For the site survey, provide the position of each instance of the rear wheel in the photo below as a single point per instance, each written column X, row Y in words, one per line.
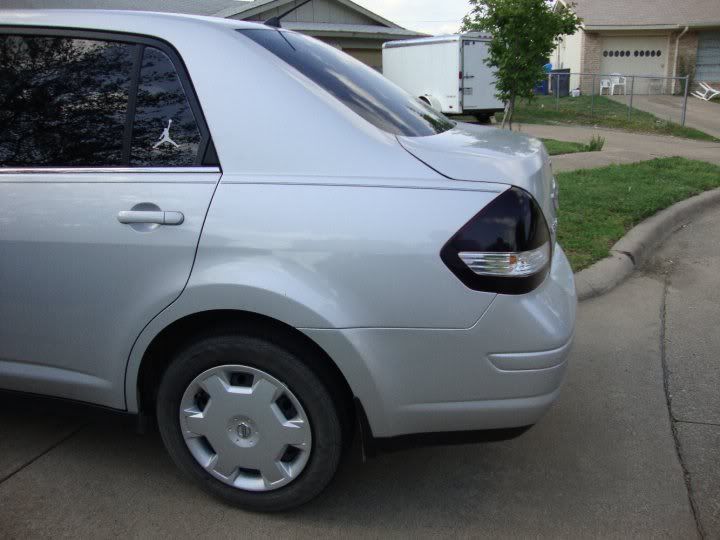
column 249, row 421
* * *
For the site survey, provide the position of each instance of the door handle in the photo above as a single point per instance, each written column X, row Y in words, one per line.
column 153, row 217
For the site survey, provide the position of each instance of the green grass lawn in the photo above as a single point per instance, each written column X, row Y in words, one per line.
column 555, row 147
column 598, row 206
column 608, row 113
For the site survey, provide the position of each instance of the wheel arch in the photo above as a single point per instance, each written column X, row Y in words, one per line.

*Your objective:*
Starting at the line with "of the door" and ending at the line with "of the wheel", print each line of the listing above exactly, with no other lines.

*Expected output:*
For the site survey, provide the position of each instance of the door handle in the photo above as a single point per instance, each written column X, row Y in words, one per line.
column 153, row 217
For the site survey, provide the position of each instance of the green grass lawn in the photo above as a single point per instance, each written column X, row Y in words, one per line.
column 555, row 147
column 598, row 206
column 608, row 113
For the site survey, provide the position of each instance of the wheel arch in the photo above as a single point per instance, each written column X, row Y in words, one per line.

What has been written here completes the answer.